_DIRECTIONS FOR THIS TASK_: Reproduce the passage on cerebral venous thrombosis word for word, in full.

_READING PASSAGE_:
:::::

Cerebral venous thrombosis is a rare but important cause of stroke that is often missed or delayed in diagnosis. The author of this article provides literature on the topic. The clinical manifestations are myriad, and a high level of suspicion must be maintained in order to effectively and expeditiously identify this disorder. Infectious and noninfectious processes may cause cerebral venous thrombosis. In adults, about half of cases are associated with pregnancy and the puerperium, but numerous unusual etiologies must be considered in the remainder of patients. Anticoagulation is the mainstay of therapy in the presence of either ischemic or hemorrhagic stroke; in some dire cases, more aggressive approaches such as thrombolysis or mechanical clot disruption may be undertaken.
| || |
• Cerebral venous thrombosis is associated with an extensive range of medical disorders.
| || |
• Treatment is primarily focused on thrombus resolution, with either anticoagulation or endovascular approaches in cases with rapid neurologic deterioration.
| || |
• Intracerebral hemorrhage due to cerebral venous thrombosis is not necessarily a cause to withhold anticoagulation.

:::::

_INFORMATION SHOWN_:
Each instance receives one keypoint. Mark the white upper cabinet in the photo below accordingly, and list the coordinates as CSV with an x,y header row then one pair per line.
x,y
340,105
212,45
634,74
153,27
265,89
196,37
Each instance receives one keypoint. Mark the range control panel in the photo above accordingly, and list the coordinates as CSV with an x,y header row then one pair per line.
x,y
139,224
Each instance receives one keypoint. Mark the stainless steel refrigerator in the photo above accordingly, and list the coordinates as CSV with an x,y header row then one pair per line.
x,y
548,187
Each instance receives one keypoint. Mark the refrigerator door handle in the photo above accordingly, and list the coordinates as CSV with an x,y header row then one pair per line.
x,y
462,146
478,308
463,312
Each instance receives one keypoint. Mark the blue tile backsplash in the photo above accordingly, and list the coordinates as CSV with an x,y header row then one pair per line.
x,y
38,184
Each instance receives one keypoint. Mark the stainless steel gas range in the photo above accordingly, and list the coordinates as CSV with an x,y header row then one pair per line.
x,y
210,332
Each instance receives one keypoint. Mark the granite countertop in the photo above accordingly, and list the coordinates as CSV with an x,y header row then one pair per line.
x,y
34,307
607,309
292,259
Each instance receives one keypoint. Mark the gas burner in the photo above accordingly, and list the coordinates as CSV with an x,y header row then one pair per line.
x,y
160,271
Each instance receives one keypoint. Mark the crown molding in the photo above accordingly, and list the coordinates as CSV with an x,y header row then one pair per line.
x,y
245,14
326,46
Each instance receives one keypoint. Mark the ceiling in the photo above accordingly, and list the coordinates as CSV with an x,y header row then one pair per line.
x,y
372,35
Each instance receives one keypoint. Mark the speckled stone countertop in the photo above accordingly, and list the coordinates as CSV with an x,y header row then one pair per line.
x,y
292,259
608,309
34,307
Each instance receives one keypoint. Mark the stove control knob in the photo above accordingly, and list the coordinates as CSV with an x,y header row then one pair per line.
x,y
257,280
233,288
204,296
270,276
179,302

:::::

_SOLUTION TO THE EXERCISE_:
Cerebral venous thrombosis is a rare but important cause of stroke that is often missed or delayed in diagnosis. The author of this article provides literature on the topic. The clinical manifestations are myriad, and a high level of suspicion must be maintained in order to effectively and expeditiously identify this disorder. Infectious and noninfectious processes may cause cerebral venous thrombosis. In adults, about half of cases are associated with pregnancy and the puerperium, but numerous unusual etiologies must be considered in the remainder of patients. Anticoagulation is the mainstay of therapy in the presence of either ischemic or hemorrhagic stroke; in some dire cases, more aggressive approaches such as thrombolysis or mechanical clot disruption may be undertaken.
| || |
• Cerebral venous thrombosis is associated with an extensive range of medical disorders.
| || |
• Treatment is primarily focused on thrombus resolution, with either anticoagulation or endovascular approaches in cases with rapid neurologic deterioration.
| || |
• Intracerebral hemorrhage due to cerebral venous thrombosis is not necessarily a cause to withhold anticoagulation.